> EXERCISE INPUT
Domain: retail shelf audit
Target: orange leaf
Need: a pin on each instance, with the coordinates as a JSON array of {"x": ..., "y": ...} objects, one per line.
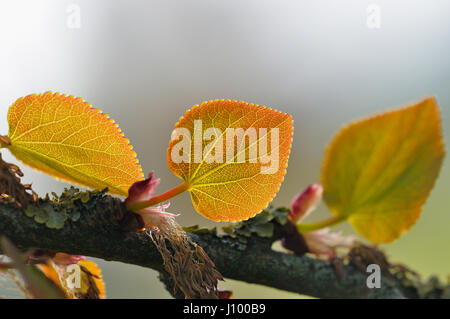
[
  {"x": 82, "y": 280},
  {"x": 67, "y": 138},
  {"x": 378, "y": 172},
  {"x": 218, "y": 150}
]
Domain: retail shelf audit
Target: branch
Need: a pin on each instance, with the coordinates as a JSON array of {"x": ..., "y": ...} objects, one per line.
[{"x": 93, "y": 226}]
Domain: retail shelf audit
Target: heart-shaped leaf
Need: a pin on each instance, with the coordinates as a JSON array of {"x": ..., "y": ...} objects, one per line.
[
  {"x": 232, "y": 156},
  {"x": 378, "y": 172},
  {"x": 65, "y": 137}
]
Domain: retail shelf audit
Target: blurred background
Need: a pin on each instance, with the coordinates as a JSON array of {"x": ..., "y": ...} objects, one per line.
[{"x": 325, "y": 62}]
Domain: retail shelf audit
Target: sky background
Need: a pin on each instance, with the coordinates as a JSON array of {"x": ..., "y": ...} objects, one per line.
[{"x": 146, "y": 62}]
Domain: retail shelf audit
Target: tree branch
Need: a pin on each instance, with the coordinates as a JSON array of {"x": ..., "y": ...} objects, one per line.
[{"x": 93, "y": 226}]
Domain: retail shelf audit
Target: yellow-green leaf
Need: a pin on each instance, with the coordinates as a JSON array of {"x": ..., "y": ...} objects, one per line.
[
  {"x": 65, "y": 137},
  {"x": 378, "y": 172},
  {"x": 231, "y": 183}
]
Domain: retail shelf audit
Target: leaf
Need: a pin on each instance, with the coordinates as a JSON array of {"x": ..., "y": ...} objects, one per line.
[
  {"x": 378, "y": 172},
  {"x": 89, "y": 285},
  {"x": 68, "y": 139},
  {"x": 35, "y": 280},
  {"x": 231, "y": 188}
]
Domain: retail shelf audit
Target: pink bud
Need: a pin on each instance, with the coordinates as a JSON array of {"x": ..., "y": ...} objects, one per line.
[
  {"x": 323, "y": 242},
  {"x": 303, "y": 204},
  {"x": 142, "y": 190}
]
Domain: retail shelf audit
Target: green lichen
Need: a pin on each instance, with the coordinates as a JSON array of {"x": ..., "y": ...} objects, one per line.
[{"x": 69, "y": 205}]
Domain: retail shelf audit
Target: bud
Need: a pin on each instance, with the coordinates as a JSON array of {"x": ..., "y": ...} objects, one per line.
[
  {"x": 303, "y": 204},
  {"x": 323, "y": 242},
  {"x": 142, "y": 190}
]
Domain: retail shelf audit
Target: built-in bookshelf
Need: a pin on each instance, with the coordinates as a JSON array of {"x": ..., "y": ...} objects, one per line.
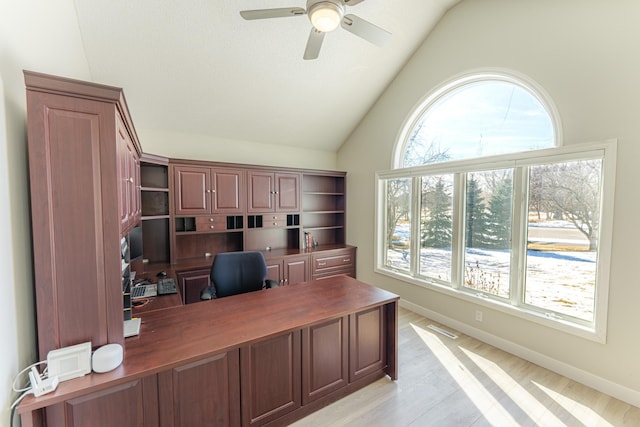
[
  {"x": 154, "y": 196},
  {"x": 323, "y": 202}
]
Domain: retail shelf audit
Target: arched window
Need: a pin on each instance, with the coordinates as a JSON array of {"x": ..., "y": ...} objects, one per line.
[
  {"x": 482, "y": 203},
  {"x": 477, "y": 116}
]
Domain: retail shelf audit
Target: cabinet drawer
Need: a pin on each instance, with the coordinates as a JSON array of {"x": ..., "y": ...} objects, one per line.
[
  {"x": 274, "y": 220},
  {"x": 211, "y": 223},
  {"x": 331, "y": 263}
]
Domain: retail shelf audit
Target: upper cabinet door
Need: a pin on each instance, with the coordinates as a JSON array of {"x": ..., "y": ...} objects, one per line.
[
  {"x": 287, "y": 192},
  {"x": 128, "y": 176},
  {"x": 192, "y": 190},
  {"x": 228, "y": 190},
  {"x": 261, "y": 191},
  {"x": 274, "y": 192}
]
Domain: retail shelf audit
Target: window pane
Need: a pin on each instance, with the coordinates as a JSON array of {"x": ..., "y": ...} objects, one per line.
[
  {"x": 436, "y": 227},
  {"x": 562, "y": 234},
  {"x": 398, "y": 226},
  {"x": 487, "y": 231},
  {"x": 479, "y": 119}
]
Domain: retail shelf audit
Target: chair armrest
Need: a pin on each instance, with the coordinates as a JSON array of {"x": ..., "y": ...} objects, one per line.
[{"x": 271, "y": 283}]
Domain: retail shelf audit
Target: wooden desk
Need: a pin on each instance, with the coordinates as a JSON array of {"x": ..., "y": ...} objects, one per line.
[{"x": 271, "y": 356}]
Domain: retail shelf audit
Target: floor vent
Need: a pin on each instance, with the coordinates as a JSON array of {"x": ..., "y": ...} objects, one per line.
[{"x": 443, "y": 332}]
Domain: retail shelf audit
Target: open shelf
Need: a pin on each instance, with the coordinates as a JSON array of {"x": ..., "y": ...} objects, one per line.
[{"x": 324, "y": 201}]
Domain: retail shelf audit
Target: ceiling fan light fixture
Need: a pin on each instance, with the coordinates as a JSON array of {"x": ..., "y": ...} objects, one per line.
[{"x": 326, "y": 16}]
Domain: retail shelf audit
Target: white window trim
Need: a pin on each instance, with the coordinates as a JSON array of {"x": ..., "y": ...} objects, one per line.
[
  {"x": 472, "y": 76},
  {"x": 597, "y": 332}
]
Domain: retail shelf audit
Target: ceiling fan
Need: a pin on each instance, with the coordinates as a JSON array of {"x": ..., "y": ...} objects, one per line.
[{"x": 325, "y": 16}]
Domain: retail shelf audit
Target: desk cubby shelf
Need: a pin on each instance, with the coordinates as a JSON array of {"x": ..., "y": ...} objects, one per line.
[{"x": 323, "y": 202}]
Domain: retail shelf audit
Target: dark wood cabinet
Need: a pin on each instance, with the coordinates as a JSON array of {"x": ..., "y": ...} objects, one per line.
[
  {"x": 202, "y": 190},
  {"x": 333, "y": 262},
  {"x": 128, "y": 177},
  {"x": 325, "y": 358},
  {"x": 260, "y": 358},
  {"x": 324, "y": 206},
  {"x": 154, "y": 195},
  {"x": 367, "y": 343},
  {"x": 289, "y": 270},
  {"x": 203, "y": 393},
  {"x": 132, "y": 404},
  {"x": 273, "y": 191},
  {"x": 74, "y": 130},
  {"x": 270, "y": 378},
  {"x": 191, "y": 283}
]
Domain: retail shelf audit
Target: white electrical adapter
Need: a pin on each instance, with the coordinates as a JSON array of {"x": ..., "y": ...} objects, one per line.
[{"x": 41, "y": 386}]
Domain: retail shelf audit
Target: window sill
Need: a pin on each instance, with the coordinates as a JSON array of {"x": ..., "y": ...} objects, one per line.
[{"x": 539, "y": 318}]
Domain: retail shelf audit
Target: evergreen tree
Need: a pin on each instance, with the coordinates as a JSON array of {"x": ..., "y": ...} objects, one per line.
[
  {"x": 476, "y": 216},
  {"x": 436, "y": 229},
  {"x": 499, "y": 217}
]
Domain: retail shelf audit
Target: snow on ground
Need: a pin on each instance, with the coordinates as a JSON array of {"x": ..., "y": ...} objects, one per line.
[{"x": 562, "y": 281}]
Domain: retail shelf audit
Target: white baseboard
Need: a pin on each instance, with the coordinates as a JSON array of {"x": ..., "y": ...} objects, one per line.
[{"x": 603, "y": 385}]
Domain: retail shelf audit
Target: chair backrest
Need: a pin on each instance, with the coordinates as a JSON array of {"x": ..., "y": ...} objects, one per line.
[{"x": 238, "y": 272}]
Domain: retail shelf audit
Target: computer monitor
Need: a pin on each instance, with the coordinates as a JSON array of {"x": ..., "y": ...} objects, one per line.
[{"x": 135, "y": 243}]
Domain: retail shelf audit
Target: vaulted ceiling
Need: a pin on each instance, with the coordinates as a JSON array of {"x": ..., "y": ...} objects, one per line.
[{"x": 197, "y": 67}]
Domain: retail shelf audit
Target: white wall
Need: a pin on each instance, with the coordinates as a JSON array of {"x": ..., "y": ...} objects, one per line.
[
  {"x": 39, "y": 35},
  {"x": 201, "y": 147},
  {"x": 584, "y": 54},
  {"x": 43, "y": 36}
]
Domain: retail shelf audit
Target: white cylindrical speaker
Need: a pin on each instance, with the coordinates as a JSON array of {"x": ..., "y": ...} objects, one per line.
[{"x": 107, "y": 358}]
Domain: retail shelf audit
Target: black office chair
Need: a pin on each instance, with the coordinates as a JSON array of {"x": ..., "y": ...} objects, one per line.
[{"x": 236, "y": 273}]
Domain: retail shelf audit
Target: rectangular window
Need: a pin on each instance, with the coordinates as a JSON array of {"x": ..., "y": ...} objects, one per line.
[
  {"x": 487, "y": 231},
  {"x": 398, "y": 223},
  {"x": 562, "y": 237},
  {"x": 436, "y": 227},
  {"x": 530, "y": 231}
]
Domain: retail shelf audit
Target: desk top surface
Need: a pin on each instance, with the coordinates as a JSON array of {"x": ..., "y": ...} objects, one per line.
[{"x": 180, "y": 335}]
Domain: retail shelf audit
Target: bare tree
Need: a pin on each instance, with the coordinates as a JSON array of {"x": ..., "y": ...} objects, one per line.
[{"x": 572, "y": 190}]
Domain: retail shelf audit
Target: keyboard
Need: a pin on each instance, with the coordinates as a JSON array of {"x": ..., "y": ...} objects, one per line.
[
  {"x": 144, "y": 291},
  {"x": 167, "y": 286}
]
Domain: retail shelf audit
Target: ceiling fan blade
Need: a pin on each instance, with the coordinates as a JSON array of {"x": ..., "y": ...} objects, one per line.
[
  {"x": 272, "y": 13},
  {"x": 313, "y": 44},
  {"x": 366, "y": 30}
]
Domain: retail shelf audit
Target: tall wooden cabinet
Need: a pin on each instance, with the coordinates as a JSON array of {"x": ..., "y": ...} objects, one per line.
[{"x": 83, "y": 154}]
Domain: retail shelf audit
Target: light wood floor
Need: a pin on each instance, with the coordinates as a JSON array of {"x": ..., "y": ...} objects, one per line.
[{"x": 465, "y": 382}]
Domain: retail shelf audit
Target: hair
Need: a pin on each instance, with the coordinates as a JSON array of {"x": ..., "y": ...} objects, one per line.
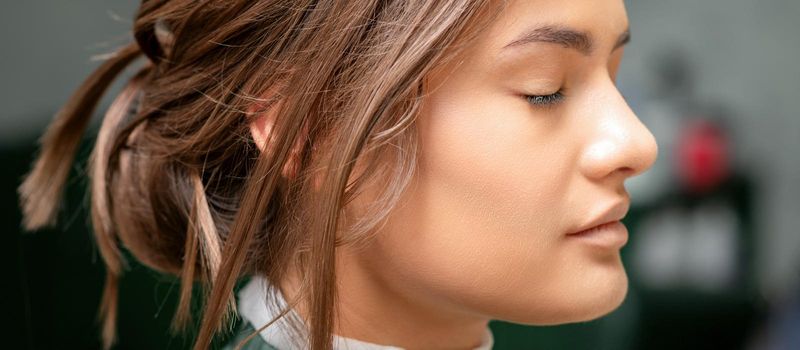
[{"x": 176, "y": 177}]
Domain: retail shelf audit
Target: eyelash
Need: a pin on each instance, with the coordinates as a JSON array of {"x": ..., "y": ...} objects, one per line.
[{"x": 546, "y": 100}]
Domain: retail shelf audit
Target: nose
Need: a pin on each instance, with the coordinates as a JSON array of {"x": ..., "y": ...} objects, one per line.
[{"x": 619, "y": 146}]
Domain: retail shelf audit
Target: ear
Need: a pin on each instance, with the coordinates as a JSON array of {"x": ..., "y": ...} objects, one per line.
[{"x": 260, "y": 128}]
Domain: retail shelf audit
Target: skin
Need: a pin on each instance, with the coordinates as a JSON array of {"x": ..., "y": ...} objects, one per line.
[{"x": 482, "y": 232}]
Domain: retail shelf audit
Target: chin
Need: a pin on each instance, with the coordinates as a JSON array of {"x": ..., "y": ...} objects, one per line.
[{"x": 579, "y": 302}]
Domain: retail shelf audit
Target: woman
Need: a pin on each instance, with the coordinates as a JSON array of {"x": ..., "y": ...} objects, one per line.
[{"x": 389, "y": 173}]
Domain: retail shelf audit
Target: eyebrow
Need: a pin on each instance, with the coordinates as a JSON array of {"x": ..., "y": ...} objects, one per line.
[{"x": 566, "y": 37}]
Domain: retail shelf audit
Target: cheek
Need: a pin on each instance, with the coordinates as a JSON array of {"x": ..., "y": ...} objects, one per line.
[
  {"x": 481, "y": 226},
  {"x": 483, "y": 217}
]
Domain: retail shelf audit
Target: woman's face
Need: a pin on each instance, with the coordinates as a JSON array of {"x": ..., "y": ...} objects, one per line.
[{"x": 503, "y": 178}]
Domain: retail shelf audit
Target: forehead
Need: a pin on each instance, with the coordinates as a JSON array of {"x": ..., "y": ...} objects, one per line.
[{"x": 603, "y": 20}]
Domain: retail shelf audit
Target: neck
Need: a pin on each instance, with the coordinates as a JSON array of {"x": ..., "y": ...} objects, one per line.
[{"x": 372, "y": 310}]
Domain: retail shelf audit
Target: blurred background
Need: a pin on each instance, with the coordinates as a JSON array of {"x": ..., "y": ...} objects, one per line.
[{"x": 714, "y": 252}]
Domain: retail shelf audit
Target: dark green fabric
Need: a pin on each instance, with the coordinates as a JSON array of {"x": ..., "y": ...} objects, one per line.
[{"x": 255, "y": 343}]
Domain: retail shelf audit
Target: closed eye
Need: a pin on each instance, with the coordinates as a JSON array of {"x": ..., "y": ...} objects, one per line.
[{"x": 545, "y": 100}]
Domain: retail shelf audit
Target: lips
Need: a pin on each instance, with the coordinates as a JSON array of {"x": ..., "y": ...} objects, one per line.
[{"x": 607, "y": 216}]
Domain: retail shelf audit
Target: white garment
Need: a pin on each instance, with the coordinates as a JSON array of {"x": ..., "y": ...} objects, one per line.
[{"x": 258, "y": 307}]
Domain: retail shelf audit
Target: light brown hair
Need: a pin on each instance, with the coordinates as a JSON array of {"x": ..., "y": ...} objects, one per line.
[{"x": 176, "y": 177}]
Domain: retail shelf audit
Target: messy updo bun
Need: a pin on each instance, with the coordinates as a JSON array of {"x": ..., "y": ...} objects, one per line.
[{"x": 176, "y": 177}]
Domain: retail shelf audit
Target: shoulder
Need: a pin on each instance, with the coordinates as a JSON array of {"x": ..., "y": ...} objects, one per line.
[{"x": 256, "y": 342}]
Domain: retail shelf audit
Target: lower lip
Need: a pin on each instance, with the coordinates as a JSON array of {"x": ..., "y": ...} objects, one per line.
[{"x": 612, "y": 235}]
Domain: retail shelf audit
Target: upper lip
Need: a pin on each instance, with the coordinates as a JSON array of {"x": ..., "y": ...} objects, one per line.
[{"x": 612, "y": 213}]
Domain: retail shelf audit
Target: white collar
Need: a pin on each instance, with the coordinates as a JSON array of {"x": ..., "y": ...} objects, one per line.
[{"x": 259, "y": 307}]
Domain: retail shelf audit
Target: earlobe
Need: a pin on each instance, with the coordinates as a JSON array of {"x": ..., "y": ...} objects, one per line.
[{"x": 260, "y": 128}]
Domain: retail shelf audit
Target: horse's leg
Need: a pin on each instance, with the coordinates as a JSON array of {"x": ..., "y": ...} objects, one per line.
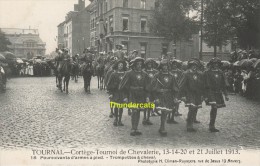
[
  {"x": 57, "y": 81},
  {"x": 102, "y": 82},
  {"x": 89, "y": 84}
]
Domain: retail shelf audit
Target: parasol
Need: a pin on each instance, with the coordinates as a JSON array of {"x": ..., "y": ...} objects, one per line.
[
  {"x": 225, "y": 64},
  {"x": 18, "y": 60}
]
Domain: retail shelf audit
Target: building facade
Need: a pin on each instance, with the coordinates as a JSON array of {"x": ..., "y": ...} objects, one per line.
[
  {"x": 73, "y": 33},
  {"x": 25, "y": 43}
]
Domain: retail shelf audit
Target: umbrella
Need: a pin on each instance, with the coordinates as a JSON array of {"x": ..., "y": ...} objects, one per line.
[
  {"x": 236, "y": 63},
  {"x": 9, "y": 55},
  {"x": 245, "y": 63},
  {"x": 38, "y": 60},
  {"x": 225, "y": 64},
  {"x": 256, "y": 64},
  {"x": 2, "y": 58},
  {"x": 18, "y": 60}
]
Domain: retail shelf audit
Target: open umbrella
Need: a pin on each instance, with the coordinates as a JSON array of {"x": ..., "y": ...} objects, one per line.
[
  {"x": 245, "y": 63},
  {"x": 256, "y": 64}
]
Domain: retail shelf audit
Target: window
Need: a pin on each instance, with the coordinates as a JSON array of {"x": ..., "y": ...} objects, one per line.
[
  {"x": 143, "y": 49},
  {"x": 125, "y": 24},
  {"x": 143, "y": 4},
  {"x": 143, "y": 24},
  {"x": 125, "y": 3},
  {"x": 111, "y": 28}
]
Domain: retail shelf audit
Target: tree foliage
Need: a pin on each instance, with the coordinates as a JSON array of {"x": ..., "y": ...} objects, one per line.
[
  {"x": 171, "y": 19},
  {"x": 4, "y": 42},
  {"x": 226, "y": 19}
]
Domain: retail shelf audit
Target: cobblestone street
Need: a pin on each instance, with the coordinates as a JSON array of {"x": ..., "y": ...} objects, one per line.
[{"x": 35, "y": 114}]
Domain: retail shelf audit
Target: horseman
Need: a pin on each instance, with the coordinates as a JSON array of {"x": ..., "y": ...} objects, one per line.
[
  {"x": 115, "y": 94},
  {"x": 216, "y": 85},
  {"x": 166, "y": 89},
  {"x": 2, "y": 78},
  {"x": 135, "y": 84},
  {"x": 119, "y": 52},
  {"x": 150, "y": 66},
  {"x": 192, "y": 86},
  {"x": 177, "y": 73},
  {"x": 88, "y": 56}
]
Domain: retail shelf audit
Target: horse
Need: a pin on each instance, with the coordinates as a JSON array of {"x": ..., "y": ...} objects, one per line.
[
  {"x": 75, "y": 71},
  {"x": 55, "y": 70},
  {"x": 87, "y": 72},
  {"x": 64, "y": 71}
]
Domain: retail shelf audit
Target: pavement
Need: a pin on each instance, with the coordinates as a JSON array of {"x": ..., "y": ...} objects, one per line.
[{"x": 35, "y": 114}]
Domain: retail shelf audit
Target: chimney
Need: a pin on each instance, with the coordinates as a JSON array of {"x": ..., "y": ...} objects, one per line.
[{"x": 76, "y": 7}]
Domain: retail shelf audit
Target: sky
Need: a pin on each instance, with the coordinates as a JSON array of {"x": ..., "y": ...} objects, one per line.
[{"x": 43, "y": 15}]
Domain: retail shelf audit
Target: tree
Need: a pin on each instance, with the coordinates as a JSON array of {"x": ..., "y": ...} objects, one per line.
[
  {"x": 246, "y": 16},
  {"x": 4, "y": 42},
  {"x": 217, "y": 25},
  {"x": 226, "y": 19},
  {"x": 171, "y": 19}
]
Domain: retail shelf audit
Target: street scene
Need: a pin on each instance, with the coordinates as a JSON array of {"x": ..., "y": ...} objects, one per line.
[
  {"x": 147, "y": 74},
  {"x": 34, "y": 114}
]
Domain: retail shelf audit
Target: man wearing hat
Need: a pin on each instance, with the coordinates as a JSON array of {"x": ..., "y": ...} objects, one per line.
[
  {"x": 2, "y": 78},
  {"x": 216, "y": 84},
  {"x": 117, "y": 95},
  {"x": 64, "y": 57},
  {"x": 119, "y": 53},
  {"x": 177, "y": 73},
  {"x": 135, "y": 84},
  {"x": 192, "y": 86},
  {"x": 150, "y": 65},
  {"x": 133, "y": 55},
  {"x": 165, "y": 88},
  {"x": 109, "y": 69}
]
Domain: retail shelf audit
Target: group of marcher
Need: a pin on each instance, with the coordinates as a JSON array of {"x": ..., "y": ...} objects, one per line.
[
  {"x": 166, "y": 85},
  {"x": 243, "y": 74}
]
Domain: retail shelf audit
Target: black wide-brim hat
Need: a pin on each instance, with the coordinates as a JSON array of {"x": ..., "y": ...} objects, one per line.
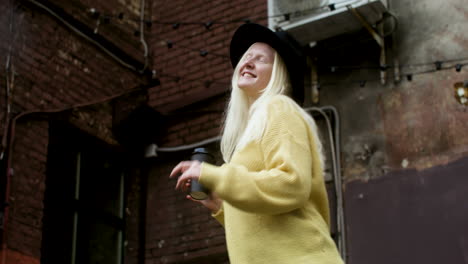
[{"x": 282, "y": 42}]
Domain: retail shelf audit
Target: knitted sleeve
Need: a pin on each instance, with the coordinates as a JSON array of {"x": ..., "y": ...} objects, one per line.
[
  {"x": 219, "y": 216},
  {"x": 285, "y": 183}
]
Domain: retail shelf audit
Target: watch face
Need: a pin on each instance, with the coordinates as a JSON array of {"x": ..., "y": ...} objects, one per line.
[{"x": 198, "y": 195}]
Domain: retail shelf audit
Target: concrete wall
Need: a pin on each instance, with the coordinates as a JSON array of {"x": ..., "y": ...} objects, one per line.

> WHAT YOU SHOULD DO
Your response should be each line that includes the word "umbrella", copied from the records.

> EXERCISE ANSWER
Target: umbrella
Target: open umbrella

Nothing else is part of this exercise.